Text provided
::::

On Thu, Dec 13, 2018 at 8:20 PM Deryck Chan <[email protected]> wrote:

> I agree with what's been said in this thread so far.
>
> An admin of a large wiki shouldn't be allowed to unblock themselves, if
> another admin blocked them.
>
> However, on small wikis, this would lead to a first-mover advantage
> situation, so admins should be forbidden from unblocking themselves if
> there are more than a certain number of admins (and bureaucrats).
>
> I would recommend a threshold of five admins. Notice that if there are
> only three admins (with Nemo's proposal), if one admin blocks another
> admin, the situation reduces to a "shoot first to win" between the two
> remaining admins. If there are five admins and one blocks another, there
> will still be three uninvolved admins left to argue it out :)

::::

Task objective
Reproduce the full email excerpt on administrators unblocking themselves, preserving every line and quotation mark.

Supplied material
::::

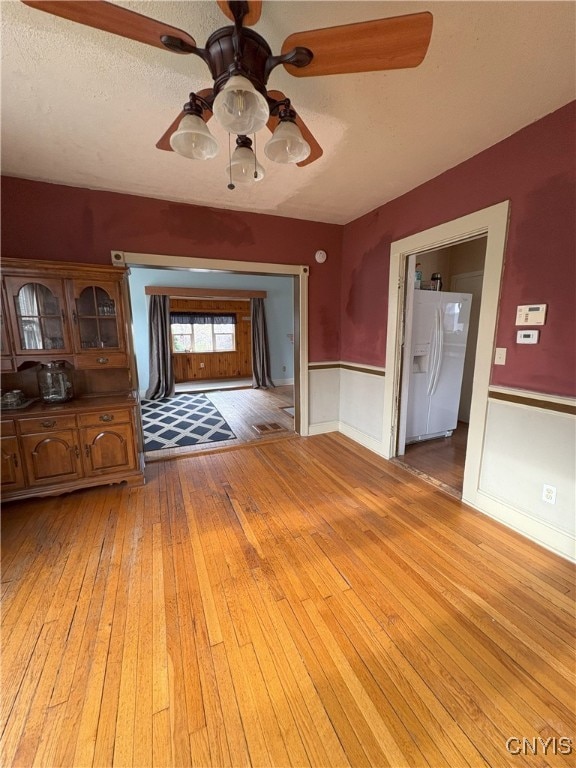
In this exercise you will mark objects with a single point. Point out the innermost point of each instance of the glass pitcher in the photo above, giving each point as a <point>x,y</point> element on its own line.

::::

Written solution
On Thu, Dec 13, 2018 at 8:20 PM Deryck Chan <[email protected]> wrote:

> I agree with what's been said in this thread so far.
>
> An admin of a large wiki shouldn't be allowed to unblock themselves, if
> another admin blocked them.
>
> However, on small wikis, this would lead to a first-mover advantage
> situation, so admins should be forbidden from unblocking themselves if
> there are more than a certain number of admins (and bureaucrats).
>
> I would recommend a threshold of five admins. Notice that if there are
> only three admins (with Nemo's proposal), if one admin blocks another
> admin, the situation reduces to a "shoot first to win" between the two
> remaining admins. If there are five admins and one blocks another, there
> will still be three uninvolved admins left to argue it out :)